[Stored data entries]
- Opening Delimiter -
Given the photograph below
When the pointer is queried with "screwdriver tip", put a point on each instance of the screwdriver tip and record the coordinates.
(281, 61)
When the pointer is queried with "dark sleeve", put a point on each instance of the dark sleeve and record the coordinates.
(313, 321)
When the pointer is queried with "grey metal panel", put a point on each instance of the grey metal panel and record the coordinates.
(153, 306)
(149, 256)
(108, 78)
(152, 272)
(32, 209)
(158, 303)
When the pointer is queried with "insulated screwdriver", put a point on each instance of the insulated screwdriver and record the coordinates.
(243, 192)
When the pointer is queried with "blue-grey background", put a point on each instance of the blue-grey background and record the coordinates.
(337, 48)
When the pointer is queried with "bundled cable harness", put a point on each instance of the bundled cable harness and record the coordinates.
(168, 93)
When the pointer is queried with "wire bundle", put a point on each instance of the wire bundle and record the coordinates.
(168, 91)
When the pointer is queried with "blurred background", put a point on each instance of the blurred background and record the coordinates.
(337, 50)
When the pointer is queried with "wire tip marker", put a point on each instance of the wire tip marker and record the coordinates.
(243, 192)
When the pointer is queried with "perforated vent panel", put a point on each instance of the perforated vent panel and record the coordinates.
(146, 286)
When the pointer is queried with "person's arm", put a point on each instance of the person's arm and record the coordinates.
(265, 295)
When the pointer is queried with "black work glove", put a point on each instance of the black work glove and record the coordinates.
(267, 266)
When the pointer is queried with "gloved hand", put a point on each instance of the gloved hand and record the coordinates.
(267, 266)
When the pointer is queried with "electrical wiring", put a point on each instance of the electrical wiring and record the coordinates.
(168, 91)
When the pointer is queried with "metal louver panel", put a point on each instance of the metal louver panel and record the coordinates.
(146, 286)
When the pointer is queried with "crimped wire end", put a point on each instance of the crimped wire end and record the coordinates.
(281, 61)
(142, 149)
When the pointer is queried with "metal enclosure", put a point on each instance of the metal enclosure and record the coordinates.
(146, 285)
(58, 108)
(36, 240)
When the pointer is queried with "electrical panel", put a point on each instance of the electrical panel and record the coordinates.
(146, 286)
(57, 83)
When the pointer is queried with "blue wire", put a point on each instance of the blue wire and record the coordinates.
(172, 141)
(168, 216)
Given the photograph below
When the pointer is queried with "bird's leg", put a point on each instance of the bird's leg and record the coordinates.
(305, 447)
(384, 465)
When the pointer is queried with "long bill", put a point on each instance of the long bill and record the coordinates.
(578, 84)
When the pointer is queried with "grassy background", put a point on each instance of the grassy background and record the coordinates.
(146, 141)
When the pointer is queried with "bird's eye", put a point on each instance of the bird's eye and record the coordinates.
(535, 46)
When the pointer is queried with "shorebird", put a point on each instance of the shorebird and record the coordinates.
- Closing Delimiter -
The entries above are to be transcribed in full and without error.

Given the photograph below
When the pointer is queried with "screwdriver tip", put a point on each instance of the screwdriver tip and record the coordinates.
(281, 61)
When the pointer is queried with "dark sleeve", put a point on each instance of the dark sleeve and record the coordinates.
(313, 321)
When the pointer is queried with "grey metal panel", put a point on each instance of the grey metal panel and record the coordinates.
(153, 306)
(149, 256)
(108, 78)
(152, 272)
(32, 209)
(158, 303)
When the pointer is queried with "insulated screwdriver", put a point on each instance of the insulated screwdriver and record the coordinates.
(243, 192)
When the pointer is queried with "blue-grey background", put a point on each instance of the blue-grey background and record the coordinates.
(337, 48)
When the pointer is queried with "bundled cable harness", put a point on each instance of the bundled cable harness and record the coordinates.
(168, 93)
When the pointer is queried with "wire bundle", put a point on each instance of the wire bundle and record the coordinates.
(168, 91)
When the pointer is queried with "blurred background", put a point on each instance of the blurred background and record the coordinates.
(337, 50)
When the pointer is queried with "wire tip marker", put a point on each instance of the wire tip marker and record the coordinates.
(243, 192)
When the pointer is queried with "perforated vent panel", put a point on each instance of the perforated vent panel and record the coordinates.
(146, 286)
When the pointer is queried with "person's arm", put a point on each instance of the person's arm and record the coordinates.
(265, 295)
When the pointer is queried with "black work glove", put a point on each instance of the black work glove and record the coordinates.
(267, 266)
When the pointer is queried with "gloved hand", put a point on each instance of the gloved hand and record the coordinates.
(267, 266)
When the pointer is queried with "electrical wiring", put a point on each instance of the electrical wiring and record the coordinates.
(168, 91)
When the pointer is queried with "metal louver panel", put a point on each instance of the metal louver panel and record the coordinates.
(146, 286)
When the pointer is queried with "crimped wire end", put a point on each instance of the crimped wire end and record the coordinates.
(281, 61)
(142, 149)
When the pointer is queried with "metal enclosure", put a point on each instance of the metal enclosure and record the coordinates.
(146, 285)
(58, 108)
(36, 240)
When the pointer is queried with "electrical panel", put a point on each instance of the electrical panel and record the coordinates.
(146, 286)
(57, 83)
When the pointer is queried with "blue wire", put a point on each instance of the blue wire and record the coordinates.
(172, 141)
(168, 216)
Given the photograph below
When the pointer is queried with "bird's leg", put a point on each instance of the bird's leg and record the coordinates.
(305, 447)
(384, 465)
When the pointer is queried with "long bill", put a point on each instance of the long bill and record the coordinates.
(578, 84)
When the pointer is queried with "grassy background", put a point on each instance of the grassy background and record the coordinates.
(146, 141)
When the pointer is queried with "bird's eye", put a point on each instance of the bird's eye and record the coordinates.
(535, 46)
When the pointer is queried with "shorebird", put a point on each instance of the shorebird and record the coordinates.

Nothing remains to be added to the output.